### Aim of the exercise
Show every line of the data below that contains the string "stone", copying each such line in full.

### Exercise input
-- BEGIN --

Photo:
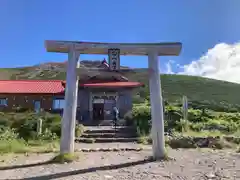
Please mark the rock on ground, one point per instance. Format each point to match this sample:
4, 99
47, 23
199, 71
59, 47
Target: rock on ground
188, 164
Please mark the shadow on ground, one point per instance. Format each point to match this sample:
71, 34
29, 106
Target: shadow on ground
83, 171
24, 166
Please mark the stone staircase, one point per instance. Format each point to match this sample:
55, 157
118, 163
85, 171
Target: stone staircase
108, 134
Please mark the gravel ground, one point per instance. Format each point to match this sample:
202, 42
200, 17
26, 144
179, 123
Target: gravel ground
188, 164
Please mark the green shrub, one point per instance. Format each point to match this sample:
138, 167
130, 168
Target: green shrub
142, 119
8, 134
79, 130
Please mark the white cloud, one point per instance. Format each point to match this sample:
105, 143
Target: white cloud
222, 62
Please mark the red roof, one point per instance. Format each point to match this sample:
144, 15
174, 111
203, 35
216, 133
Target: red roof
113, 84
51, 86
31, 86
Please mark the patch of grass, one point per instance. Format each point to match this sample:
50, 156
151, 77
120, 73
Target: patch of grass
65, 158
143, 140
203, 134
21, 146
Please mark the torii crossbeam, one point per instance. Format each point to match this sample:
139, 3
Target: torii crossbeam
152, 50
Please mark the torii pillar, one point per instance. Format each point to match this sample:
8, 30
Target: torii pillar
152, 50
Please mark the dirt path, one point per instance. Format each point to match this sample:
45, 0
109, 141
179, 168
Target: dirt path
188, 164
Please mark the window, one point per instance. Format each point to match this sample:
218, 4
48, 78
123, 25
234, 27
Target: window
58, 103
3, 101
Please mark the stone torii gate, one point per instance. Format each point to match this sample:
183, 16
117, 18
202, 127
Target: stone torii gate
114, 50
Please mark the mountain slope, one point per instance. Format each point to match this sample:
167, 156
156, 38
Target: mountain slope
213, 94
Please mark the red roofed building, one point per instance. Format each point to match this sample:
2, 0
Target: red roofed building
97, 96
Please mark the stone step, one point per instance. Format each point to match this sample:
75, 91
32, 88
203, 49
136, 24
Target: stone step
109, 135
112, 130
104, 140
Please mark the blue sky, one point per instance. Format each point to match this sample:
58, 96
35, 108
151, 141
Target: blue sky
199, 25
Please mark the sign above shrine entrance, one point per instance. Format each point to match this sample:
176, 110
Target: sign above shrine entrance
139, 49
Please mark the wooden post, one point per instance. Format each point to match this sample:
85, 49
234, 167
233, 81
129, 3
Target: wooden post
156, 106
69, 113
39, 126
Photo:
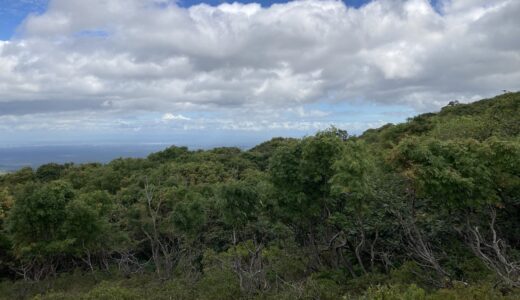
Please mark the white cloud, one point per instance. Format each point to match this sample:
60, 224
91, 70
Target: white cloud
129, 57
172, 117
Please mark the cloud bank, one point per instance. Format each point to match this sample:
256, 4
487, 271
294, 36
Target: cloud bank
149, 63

-- END --
-- BEGIN --

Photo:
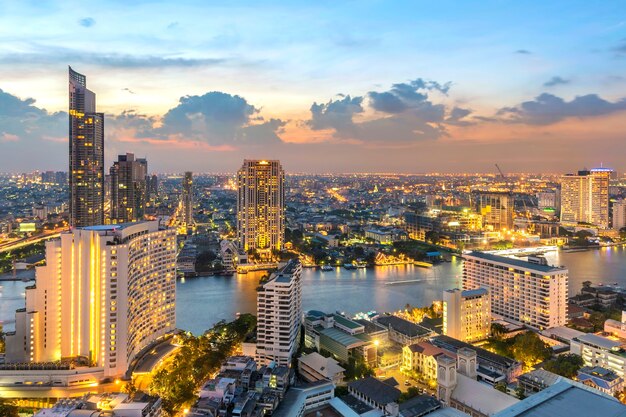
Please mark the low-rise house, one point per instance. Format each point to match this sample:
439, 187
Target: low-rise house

-- END --
-- BEGIN --

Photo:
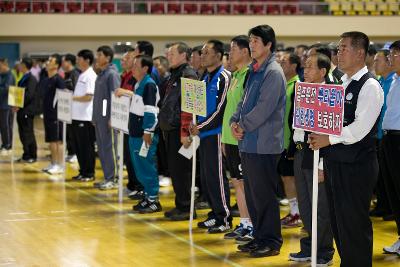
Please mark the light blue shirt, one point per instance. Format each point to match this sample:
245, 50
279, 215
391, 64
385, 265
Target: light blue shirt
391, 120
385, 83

-- END --

### Solution for this problem
Please mark the stone staircase, one point per instance. Format each point to match this sample:
Target: stone staircase
Please mark the stone torii gate, one point per instance. Format each point to match this sample:
Target: stone torii gate
Please mark the stone step, one point per instance. Format each point to match this sample:
Target: stone step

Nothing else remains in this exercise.